**DOCUMENT EXTRACT:**
# 35th Annual Helena, MT Rail Fair/Imagination Station Kids On Track



## Railroadinovations (May 25, 2011)

http://i1212.photobucket.com/albums/cc441/Railroadinovations/P8011167.jpg
http://i1212.photobucket.com/albums/cc441/Railroadinovations/PA071300.jpg
http://i1212.photobucket.com/albums/cc441/Railroadinovations/P1161388.jpg
http://i1212.photobucket.com/albums/cc441/Railroadinovations/PA071321.jpg
Photos from previous events. 

35th Helena, MT Rail Fair/Imagination Station Kids On Track

Would like to let you folks know that the 35th annual Helena, Montana Rail Fair will take place on Sunday, April 26, 2015. Doors open at 9:30 am. and the show closes at 4:00 pm. There is a $3.00 admission and children 12 and under get in free.
There are refreshments available and over 200 tables of model train merchandise of all scales for sale. There are also operating model train layouts in various scales to view including a G scale layout for kids to operate sponsored by Imagination Station Kids on Track.
If you are in the area, feel free to join the fun and meet some new train enthusiasts and maybe railfan the Montana Rail Link while your in the great Northwest. Look forward to seeing you at the 35th Annual Helena, Montana Rail Fair in Helena, Montana at the Helena Civic Center, 340 Niell Ave. Helena, Mt 59601
Info. (406) 227-0158 or (406) 443-1578


----------



## Chet (Aug 15, 2014)

Thanks for the info.


----------



## Railroadinovations (May 25, 2011)

Chet: Nice videos! The layout is pretty large by the looks of it. Thanks for sharing that also. If you come to the show look us up at the G Scale children's layout. Hope to see you there. Ken


----------



## Chet (Aug 15, 2014)

I would like to but we will be in Missoula for the weekend for a bowling tournament. 

I live south of Bozeman.


----------



## Railroadinovations (May 25, 2011)

Next time! Good luck! KM


----------

**WHAT YOU WILL DO:**
**1.** From the rail fair thread, reproduce the passage from "Chet: Nice videos!" up to and including "south of Bozeman.".
**2.** Answer these questions using the rail fair thread:
(a) At what time do the doors open on the day of the fair?
(b) Why will Chet be in Missoula for the weekend?
(c) At which layout does Ken ask Chet to look them up?

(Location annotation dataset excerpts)
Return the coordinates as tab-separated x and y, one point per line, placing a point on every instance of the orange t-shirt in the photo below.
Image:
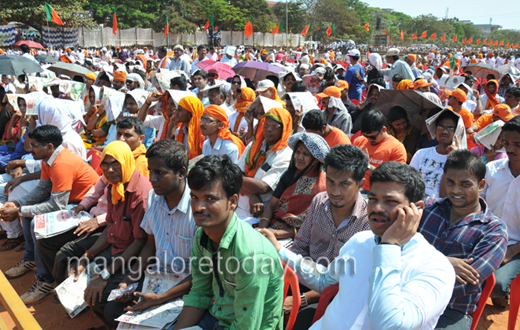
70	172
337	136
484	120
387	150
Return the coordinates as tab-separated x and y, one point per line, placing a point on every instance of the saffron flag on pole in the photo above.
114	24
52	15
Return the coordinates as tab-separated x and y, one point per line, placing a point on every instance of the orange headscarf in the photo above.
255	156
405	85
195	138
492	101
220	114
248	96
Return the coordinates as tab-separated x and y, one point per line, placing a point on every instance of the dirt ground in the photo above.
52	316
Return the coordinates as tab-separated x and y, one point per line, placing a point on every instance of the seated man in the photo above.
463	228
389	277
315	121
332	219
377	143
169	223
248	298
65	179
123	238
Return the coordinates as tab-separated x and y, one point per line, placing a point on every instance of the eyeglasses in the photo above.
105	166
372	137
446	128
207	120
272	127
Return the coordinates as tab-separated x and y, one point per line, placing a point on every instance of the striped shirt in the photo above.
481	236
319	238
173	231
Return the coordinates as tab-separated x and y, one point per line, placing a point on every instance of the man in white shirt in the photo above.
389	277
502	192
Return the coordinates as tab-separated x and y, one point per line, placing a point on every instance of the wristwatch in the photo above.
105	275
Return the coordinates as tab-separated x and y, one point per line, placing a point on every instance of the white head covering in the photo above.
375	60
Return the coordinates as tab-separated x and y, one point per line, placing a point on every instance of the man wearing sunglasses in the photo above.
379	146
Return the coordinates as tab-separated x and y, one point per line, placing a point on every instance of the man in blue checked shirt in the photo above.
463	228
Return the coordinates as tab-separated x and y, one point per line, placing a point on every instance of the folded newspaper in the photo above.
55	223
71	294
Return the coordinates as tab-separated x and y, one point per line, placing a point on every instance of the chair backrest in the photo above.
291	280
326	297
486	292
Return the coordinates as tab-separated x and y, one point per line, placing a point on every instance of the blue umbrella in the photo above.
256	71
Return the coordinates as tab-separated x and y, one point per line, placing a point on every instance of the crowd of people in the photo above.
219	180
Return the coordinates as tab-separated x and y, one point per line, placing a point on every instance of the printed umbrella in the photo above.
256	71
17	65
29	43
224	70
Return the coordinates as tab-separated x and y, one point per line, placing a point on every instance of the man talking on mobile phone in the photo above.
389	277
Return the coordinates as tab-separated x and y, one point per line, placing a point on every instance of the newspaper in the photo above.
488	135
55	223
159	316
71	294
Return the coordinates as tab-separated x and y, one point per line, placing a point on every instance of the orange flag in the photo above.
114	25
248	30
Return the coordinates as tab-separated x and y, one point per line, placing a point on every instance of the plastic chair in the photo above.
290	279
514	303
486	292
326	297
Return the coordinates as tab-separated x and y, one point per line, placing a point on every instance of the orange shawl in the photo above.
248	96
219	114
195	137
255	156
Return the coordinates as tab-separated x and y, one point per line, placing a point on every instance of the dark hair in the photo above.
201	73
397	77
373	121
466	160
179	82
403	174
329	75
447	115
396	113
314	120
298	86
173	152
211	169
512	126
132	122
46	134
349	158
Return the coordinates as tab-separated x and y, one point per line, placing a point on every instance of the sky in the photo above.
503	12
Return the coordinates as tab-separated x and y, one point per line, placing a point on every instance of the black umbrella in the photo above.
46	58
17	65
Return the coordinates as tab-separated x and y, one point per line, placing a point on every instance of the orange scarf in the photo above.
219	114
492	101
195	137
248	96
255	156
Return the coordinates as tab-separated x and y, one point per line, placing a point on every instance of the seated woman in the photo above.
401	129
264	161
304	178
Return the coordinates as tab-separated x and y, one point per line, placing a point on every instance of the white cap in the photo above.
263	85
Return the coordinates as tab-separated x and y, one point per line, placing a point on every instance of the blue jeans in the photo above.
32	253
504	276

---

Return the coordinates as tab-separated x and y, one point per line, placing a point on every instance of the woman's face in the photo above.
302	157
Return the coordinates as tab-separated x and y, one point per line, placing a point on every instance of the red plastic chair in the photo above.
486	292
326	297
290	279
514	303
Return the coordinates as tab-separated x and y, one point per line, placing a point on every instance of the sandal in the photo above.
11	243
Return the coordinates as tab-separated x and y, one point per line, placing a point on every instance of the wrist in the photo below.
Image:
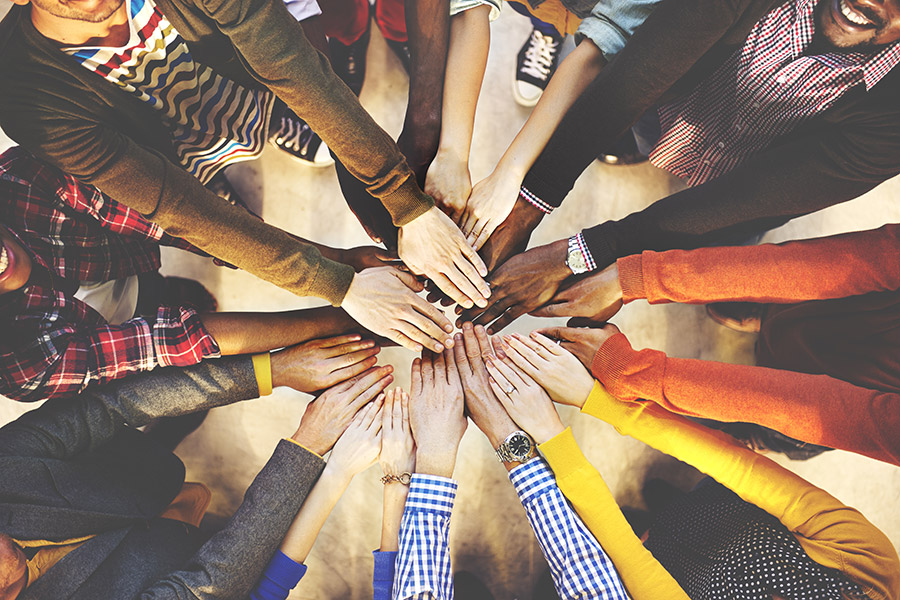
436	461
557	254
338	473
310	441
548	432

**RESPONSES BY TASK:**
**1.**
Chet: Nice videos! The layout is pretty large by the looks of it. Thanks for sharing that also. If you come to the show look us up at the G Scale children's layout. Hope to see you there. Ken


----------



## Chet (Aug 15, 2014)

I would like to but we will be in Missoula for the weekend for a bowling tournament. 

I live south of Bozeman.

**2.**
(a) 9:30 am
(b) For a bowling tournament
(c) The G Scale children's layout